PROBLEM STATEMENT –
Swap "keypoint" for "marker" throughout the data below and reproduce every line with no other change. Leave the pictures out of your answer.
-------- INPUT DATA --------
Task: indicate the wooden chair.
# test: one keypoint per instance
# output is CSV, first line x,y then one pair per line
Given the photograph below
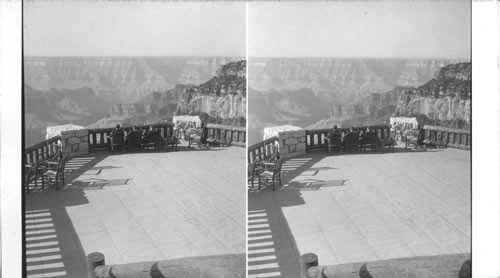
x,y
117,140
334,141
55,170
352,141
172,139
223,140
134,140
153,141
254,171
31,175
273,173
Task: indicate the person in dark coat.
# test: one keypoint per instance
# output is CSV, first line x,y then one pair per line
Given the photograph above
x,y
204,135
421,136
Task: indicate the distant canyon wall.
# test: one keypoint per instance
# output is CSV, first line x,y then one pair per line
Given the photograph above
x,y
126,79
446,98
343,76
322,92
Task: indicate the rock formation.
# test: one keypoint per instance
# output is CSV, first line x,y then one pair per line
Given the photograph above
x,y
445,100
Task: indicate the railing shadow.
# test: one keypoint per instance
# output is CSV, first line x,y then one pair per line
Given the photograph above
x,y
53,248
272,251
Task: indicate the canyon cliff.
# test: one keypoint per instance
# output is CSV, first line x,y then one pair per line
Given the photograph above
x,y
103,92
121,79
444,100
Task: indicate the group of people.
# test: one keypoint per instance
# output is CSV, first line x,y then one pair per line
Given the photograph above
x,y
203,137
420,134
119,130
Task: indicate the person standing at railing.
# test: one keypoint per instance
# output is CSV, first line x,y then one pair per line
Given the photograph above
x,y
204,135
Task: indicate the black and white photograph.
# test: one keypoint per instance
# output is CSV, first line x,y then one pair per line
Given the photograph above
x,y
359,119
249,138
134,135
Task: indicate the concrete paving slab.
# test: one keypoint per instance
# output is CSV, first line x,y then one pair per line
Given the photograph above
x,y
139,207
357,207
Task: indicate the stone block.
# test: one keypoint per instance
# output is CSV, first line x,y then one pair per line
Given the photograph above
x,y
82,132
75,147
74,140
83,147
301,147
66,149
291,141
288,155
300,133
73,154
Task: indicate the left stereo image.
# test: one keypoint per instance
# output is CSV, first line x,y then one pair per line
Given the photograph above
x,y
134,139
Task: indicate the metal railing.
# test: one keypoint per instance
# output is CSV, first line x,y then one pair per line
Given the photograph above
x,y
315,138
43,150
98,138
450,137
224,133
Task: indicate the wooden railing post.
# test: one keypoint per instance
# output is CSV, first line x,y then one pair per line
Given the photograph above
x,y
93,261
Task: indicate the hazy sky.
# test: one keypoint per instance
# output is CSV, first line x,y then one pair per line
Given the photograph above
x,y
135,28
398,29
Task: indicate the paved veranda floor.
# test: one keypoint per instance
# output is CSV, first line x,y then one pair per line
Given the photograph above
x,y
361,207
138,207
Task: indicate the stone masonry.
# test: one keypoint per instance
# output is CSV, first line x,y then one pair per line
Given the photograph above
x,y
75,142
291,139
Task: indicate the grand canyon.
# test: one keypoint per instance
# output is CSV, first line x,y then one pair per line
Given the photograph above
x,y
100,92
322,92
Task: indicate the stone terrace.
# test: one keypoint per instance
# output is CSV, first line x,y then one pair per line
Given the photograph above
x,y
137,207
361,207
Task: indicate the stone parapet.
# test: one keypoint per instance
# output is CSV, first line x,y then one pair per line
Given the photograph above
x,y
75,142
291,139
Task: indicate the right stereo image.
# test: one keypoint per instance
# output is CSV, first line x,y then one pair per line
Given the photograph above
x,y
359,139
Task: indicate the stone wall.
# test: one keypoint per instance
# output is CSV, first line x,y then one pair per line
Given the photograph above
x,y
291,139
408,122
186,119
75,142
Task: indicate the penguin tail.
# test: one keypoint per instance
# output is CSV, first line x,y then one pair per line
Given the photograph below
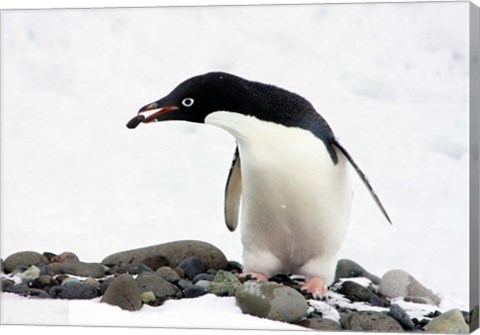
x,y
363,177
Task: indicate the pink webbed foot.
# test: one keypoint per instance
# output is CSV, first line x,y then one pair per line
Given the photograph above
x,y
316,286
255,275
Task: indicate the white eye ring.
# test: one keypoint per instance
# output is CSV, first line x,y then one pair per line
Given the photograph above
x,y
187,102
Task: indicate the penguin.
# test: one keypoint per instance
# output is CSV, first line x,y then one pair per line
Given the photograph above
x,y
289,184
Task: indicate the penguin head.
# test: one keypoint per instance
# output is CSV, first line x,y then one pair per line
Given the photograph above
x,y
195,98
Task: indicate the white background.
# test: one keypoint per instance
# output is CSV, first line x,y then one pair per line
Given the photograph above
x,y
391,83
--------
EXERCISE OUTPUT –
Task: indicate the wooden chair.
# test: one marker per instance
# output is CSV, first line x,y then one pair per line
Given the photograph below
x,y
117,140
334,141
55,170
352,141
172,139
223,140
134,140
153,141
254,171
31,175
273,173
Task: indicate the person in dark coat.
# test: one marker per instance
# output is CSV, first line x,y then one pair per line
Given the photograph above
x,y
204,135
421,136
Task: indicate the distant canyon wall.
# test: one marker per instance
# output is CSV, first line x,y then one pair per line
Given the photograph above
x,y
126,79
446,98
343,76
322,92
Task: indicate the rock formation.
# test: one marker per instance
# output is CSV, first line x,y then one pair per line
Given the photograph above
x,y
445,100
Task: indicate the railing shadow.
# test: one marker per instance
# output is CSV, first line x,y then one pair per line
Given the photograph above
x,y
53,248
272,251
Task: indicate the canyon cliff.
# test: one marker per instance
# output is CSV, first line x,y then one pair per line
Given the photograph above
x,y
103,92
121,79
444,100
Task: indicate the group of people.
# test: one marker per instance
# output is CSV, first line x,y then one pair per line
Given the photograph above
x,y
203,137
420,134
119,130
Task: indicate the person standing at railing.
# test: one marker per instance
# output is CSV, first line x,y then one pair per line
Given the photograph above
x,y
204,135
Task: indicate the black and white photograph.
# test: one marker per instance
# output is CSV, first line x,y then one pair per line
Given the photograph above
x,y
359,119
249,138
134,135
Task: indicate the concrete paving slab.
# test: one marker per instance
# output is CSV, first line x,y then one pair per line
Given the photograph above
x,y
139,207
357,207
Task: indicate the stone block.
# test: one marker per instance
# output is CSV, first line x,y then one pair per line
Given the photograph above
x,y
82,132
75,147
74,140
83,147
301,147
66,149
291,141
288,155
300,133
73,154
Task: indicate the left stereo image.
# test: one marker per instance
# output is CSV, first line x,y then one pair per line
Given the photograph above
x,y
134,139
Task: indicate the metal railing.
# test: one marker per instance
# output is CSV, first line x,y then one pair per line
Given the photograph above
x,y
315,138
43,150
98,138
450,137
224,133
Task: indicate the wooden railing post.
# test: one marker per instance
# output is CSV, first line x,y then one pair per line
Given the photograph above
x,y
93,261
Task: indicate the hazy sky.
# test: one marker per instance
# output is CSV, first line x,y then one pair per line
Given the photograph above
x,y
135,28
398,29
Task: indicate the paved veranda floor.
# test: one marker per instance
# output is CSV, first line x,y then one pair per line
Given the photograph above
x,y
361,207
138,207
Task: indicate the stone masonry.
# test: one marker per instance
# output is CSV, first line x,y then one pair per line
Given the photograph above
x,y
75,142
291,139
Task: indicate the grand canyon.
# test: one marker per instance
# output is CSV, first line x,y then one pair per line
Given the photograph above
x,y
100,92
322,92
Task: indicate the stone terrace.
# test: one marker per instance
# output is CSV, first line x,y then one pair per line
Given the photograph above
x,y
137,207
361,207
Task: indicate the stone parapet.
# test: one marker per instance
# output is CSV, first line x,y then one pair per line
Given the photograph above
x,y
75,142
291,139
Task: indicate the right stereo image.
# test: one marker per instance
# output is CSV, first line x,y then one pair per line
Given the photograph above
x,y
359,139
Task: indicate the stone wall.
# test: one marker per instance
# output is CSV, first line x,y then one pair per line
Given the photograph above
x,y
291,139
408,122
186,119
75,142
Task: indicate the penguin tail.
# test: one marker per instance
# output is CSV, first line x,y then one pair per line
Given the photograph below
x,y
363,177
Task: indicate the pink webbed foot.
# test: one marker per instance
# output is CSV, first line x,y then one pair per line
Given the photograph above
x,y
316,286
255,275
Task: indicate the white eye ring.
# test: one marker per instance
# output is CSV, first line x,y then one pair per line
Given the photograph above
x,y
187,102
Task: indicate the penguin.
# test: one marker per instance
# output is CSV, first line x,y then one pair per line
Given the photograph above
x,y
289,184
Task: indicate the penguin head.
# test: one marker per instance
# output is CSV, first line x,y then one pair per line
Given the photograph above
x,y
195,98
Task: indicate the white background.
# test: one marker per instance
# output is CSV, first line x,y then one pair per line
Given the photograph above
x,y
391,83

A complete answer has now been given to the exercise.